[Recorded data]
- - -

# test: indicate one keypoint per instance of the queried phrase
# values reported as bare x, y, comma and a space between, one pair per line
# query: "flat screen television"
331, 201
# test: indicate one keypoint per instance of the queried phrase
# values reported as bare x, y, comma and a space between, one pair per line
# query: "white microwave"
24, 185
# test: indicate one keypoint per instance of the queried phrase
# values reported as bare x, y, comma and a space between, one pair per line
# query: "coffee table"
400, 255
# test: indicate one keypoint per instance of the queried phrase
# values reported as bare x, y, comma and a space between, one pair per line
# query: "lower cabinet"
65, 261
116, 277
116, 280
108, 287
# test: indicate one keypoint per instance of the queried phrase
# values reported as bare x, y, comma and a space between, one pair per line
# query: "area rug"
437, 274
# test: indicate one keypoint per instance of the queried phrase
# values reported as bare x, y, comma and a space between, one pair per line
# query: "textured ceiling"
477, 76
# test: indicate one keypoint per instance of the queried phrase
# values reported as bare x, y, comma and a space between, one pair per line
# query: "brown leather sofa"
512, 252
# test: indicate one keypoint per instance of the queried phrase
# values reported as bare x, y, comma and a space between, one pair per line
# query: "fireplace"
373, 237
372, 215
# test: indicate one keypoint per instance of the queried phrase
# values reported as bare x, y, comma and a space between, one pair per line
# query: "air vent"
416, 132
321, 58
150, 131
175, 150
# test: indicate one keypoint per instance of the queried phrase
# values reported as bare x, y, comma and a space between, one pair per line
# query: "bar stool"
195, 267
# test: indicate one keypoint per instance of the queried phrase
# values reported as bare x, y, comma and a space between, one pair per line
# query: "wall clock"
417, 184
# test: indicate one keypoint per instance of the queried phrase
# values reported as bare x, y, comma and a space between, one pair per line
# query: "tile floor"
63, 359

- - -

▸ DIRECTIONS FOR THIS TASK
Repeat every line of the records above exactly.

▸ TASK RESPONSE
# test: indicate one keypoint per instance of the queried phrase
# values reported as bare x, y, comma and a space between, one pair per line
# query: "flat screen television"
331, 201
# test: indicate one keypoint per instance of the queried phrase
# values reported as bare x, y, comma and a space between, one pair per line
# query: "white microwave"
24, 185
# test: indicate one keypoint per instance of the queried phrase
# values reported as bare x, y, comma and a space between, one pair per line
# query: "coffee table"
400, 255
# test: indicate one keypoint per instance of the queried phrase
# values reported as bare x, y, comma and a space between, one pair per line
# query: "lower cabinet"
65, 261
116, 277
116, 280
108, 287
# test: indicate one keypoint per instance of the queried phrase
# values reported as bare x, y, comma and a space between, one pair per line
# query: "area rug"
437, 274
# test: indicate one keypoint per instance of the queried phrase
# values reported as bare x, y, comma and a space between, one pair per line
# query: "textured ceiling"
477, 76
# test: indicate one keypoint per instance of the queried phrase
# values reported as bare x, y, comma and a space between, one pair per line
# query: "brown leather sofa"
512, 252
# test: indicate one keypoint per instance of the queried phrase
# values reported as bare x, y, comma and a space between, one pair per line
# query: "fireplace"
373, 237
372, 215
# test: indicate one keypoint per instance of the queried phrase
# values reported as bare x, y, comma and a space between, one pair per line
# query: "air vent"
416, 132
321, 58
150, 131
175, 150
# test: indicate one keypoint per instance of the queried phrase
# values reported as bare x, y, comma and a space between, one pair per line
# query: "bar stool"
195, 267
# test: indicate one keypoint per instance of the queried phrase
# values reported as bare x, y, comma and a space between, one pair per line
# query: "wall clock"
417, 184
# test: indicate one keypoint per instance of the queried phrase
# values reported as bare x, y, comma and a space between, one pair per line
# query: "tile floor"
63, 359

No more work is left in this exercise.